• ACTIVITY:
An exact transcription of all the records below is required, without any images.
::::::
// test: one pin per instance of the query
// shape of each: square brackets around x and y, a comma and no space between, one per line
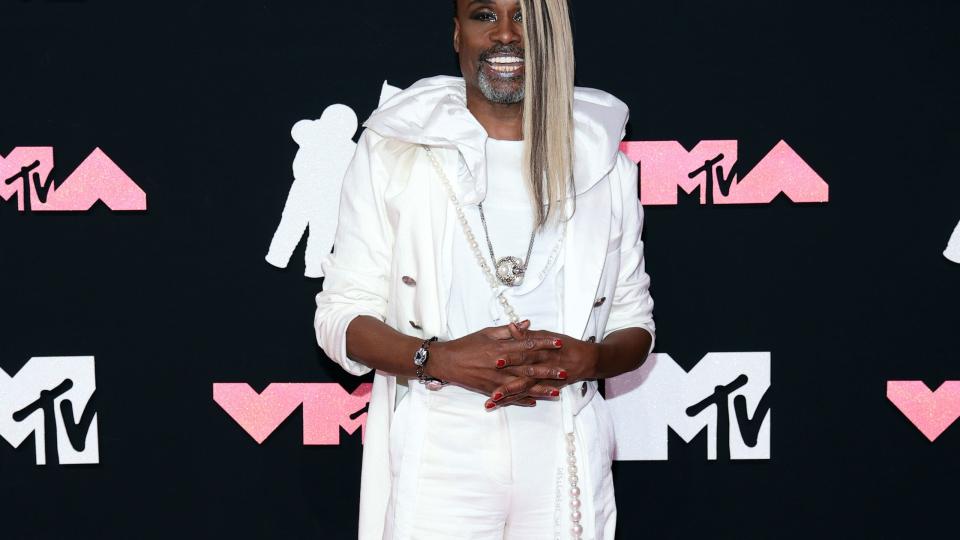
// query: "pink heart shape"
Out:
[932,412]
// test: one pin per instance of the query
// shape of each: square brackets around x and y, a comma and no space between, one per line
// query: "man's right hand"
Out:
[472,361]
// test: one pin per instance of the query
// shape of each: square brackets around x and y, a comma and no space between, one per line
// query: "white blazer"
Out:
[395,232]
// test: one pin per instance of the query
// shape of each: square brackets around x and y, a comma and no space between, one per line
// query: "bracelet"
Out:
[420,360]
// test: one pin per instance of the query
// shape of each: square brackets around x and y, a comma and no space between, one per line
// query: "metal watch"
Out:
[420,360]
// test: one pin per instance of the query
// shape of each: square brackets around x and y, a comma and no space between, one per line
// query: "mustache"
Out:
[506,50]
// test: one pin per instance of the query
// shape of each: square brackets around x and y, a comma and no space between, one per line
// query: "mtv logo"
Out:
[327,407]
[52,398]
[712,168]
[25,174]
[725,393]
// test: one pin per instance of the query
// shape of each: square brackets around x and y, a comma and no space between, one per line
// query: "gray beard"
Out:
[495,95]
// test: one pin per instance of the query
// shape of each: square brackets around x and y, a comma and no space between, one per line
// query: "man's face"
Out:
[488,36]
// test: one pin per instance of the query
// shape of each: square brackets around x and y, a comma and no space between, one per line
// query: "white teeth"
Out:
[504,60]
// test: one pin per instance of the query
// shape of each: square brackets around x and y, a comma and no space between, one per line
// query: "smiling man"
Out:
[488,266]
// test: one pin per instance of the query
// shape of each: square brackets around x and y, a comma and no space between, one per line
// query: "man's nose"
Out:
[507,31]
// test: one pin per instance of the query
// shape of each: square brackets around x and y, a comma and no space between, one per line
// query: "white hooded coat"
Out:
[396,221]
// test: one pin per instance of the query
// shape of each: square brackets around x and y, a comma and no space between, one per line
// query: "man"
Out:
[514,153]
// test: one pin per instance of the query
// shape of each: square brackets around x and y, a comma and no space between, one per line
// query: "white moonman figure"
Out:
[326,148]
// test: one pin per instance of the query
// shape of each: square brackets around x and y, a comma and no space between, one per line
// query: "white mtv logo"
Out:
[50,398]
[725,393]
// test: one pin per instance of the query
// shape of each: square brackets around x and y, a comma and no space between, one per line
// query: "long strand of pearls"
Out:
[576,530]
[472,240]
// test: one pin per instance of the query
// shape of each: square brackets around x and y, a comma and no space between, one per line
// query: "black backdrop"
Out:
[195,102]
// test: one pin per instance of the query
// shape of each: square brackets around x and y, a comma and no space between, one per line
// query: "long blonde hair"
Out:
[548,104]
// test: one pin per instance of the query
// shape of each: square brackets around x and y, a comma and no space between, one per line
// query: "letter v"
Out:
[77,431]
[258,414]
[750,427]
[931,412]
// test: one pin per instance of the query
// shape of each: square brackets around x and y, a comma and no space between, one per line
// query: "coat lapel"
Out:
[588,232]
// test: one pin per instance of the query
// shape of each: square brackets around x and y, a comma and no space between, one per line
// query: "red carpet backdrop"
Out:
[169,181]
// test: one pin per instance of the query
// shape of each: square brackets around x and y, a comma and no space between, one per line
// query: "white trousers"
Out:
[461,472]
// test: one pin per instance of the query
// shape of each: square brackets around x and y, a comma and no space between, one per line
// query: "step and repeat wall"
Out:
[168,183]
::::::
• SOLUTION TO THIS EXERCISE:
// test: one pin per instance of the query
// shape of each: square brackets around x and y, a comma and no space between, one per line
// query: "pink heart shape"
Out:
[932,412]
// test: one pin per instance of the query
// shape of each: square brackets around x and y, a comma and no space between, one per line
// query: "man's right hand"
Out:
[472,361]
// test: one pin per instance of the query
// shape of each: square brackets around x and y, a comma and no space between, one per line
// query: "white blazer"
Out:
[395,232]
// test: one pin per instance of the query
// shape of each: square brackets around x and y, a comma and no space between, one per line
// query: "bracelet"
Out:
[420,360]
// test: one pin per instance of the query
// shape of each: square brackets around x and y, a comma and no space between, one per line
// query: "metal watch"
Out:
[420,360]
// test: one pin per instance of the query
// shape of each: square brackets around x and y, a comma and no space between, one per line
// query: "mustache"
Out:
[506,50]
// test: one pin per instance of the query
// shape of each: square brackets around x and y, a comma and no space between, one per line
// query: "mtv logo"
Out:
[327,407]
[52,398]
[712,168]
[25,174]
[725,393]
// test: one pin per instance of the query
// shape of each: square brackets around x and y, a comma and no space between, one per line
// query: "gray beard"
Out:
[495,95]
// test: one pin per instance of the query
// shape of each: square brackets around x and y, a comma and no space between, one per line
// query: "man's face"
Out:
[488,36]
// test: one pin per instance of the query
// shape of each: square brackets around x and y, a comma and no space between, one per line
// query: "white teeth"
Out:
[504,60]
// test: one pin per instance of the query
// shape of each: square brackets around x and y, a comma and no space between, one per line
// query: "smiling man"
Out:
[488,266]
// test: one pin per instance of the query
// shape of each: square brackets around x and y, a comma and no space between, one per line
// query: "man's nose"
Out:
[507,31]
// test: one pin per instance of the query
// shape of each: square brackets around x and y, a comma and no space between, one per line
// query: "white hooded coat"
Out:
[396,221]
// test: one pin per instance of the query
// shape of each: square brackets around x and y, a comma and no space between, one per line
// query: "man"
Out:
[514,153]
// test: one pin per instance of the query
// shape of each: square brackets around x and y, a comma and no space between, one per line
// query: "white moonman figure"
Out:
[326,148]
// test: one pin per instance of the query
// shape of each: square brackets around x and y, a comma and no space between, one per line
// query: "white mtv logo"
Out:
[50,398]
[725,393]
// test: one pin per instance of the query
// shape of each: square brackets around x and y, a comma and no space between, one per line
// query: "long strand of pearls"
Out:
[576,530]
[472,240]
// test: one pin per instance of the query
// shape of each: square brackets around x and y, a comma and no space between, one per line
// query: "black backdrop"
Out:
[195,102]
// test: one pin per instance of the query
// shape of each: square brackets around x and y, a comma and no space between, one per line
// query: "long blonde hair"
Out:
[548,104]
// test: one pin per instance of the query
// shape of each: square brackets around x and y, a comma and no space between, one per line
// query: "letter v"
Out:
[77,431]
[258,414]
[750,427]
[931,412]
// test: one pin per instance of the query
// shape of each: square brackets around x and y, a comma and no space between, one per line
// query: "coat lapel"
Out:
[588,232]
// test: one pin per instance of the query
// shape of each: square brackets around x and y, a comma and no space between, one per line
// query: "red carpet backdrop"
Out:
[169,181]
// test: one pin per instance of the query
// shape of each: square brackets around x and y, a comma and no space between, one per line
// query: "white trousers"
Out:
[461,472]
// test: one pin per instance of the query
// shape of each: square brackets around x and y, a comma and no space between, one per line
// query: "step and repeat wall"
Out:
[168,183]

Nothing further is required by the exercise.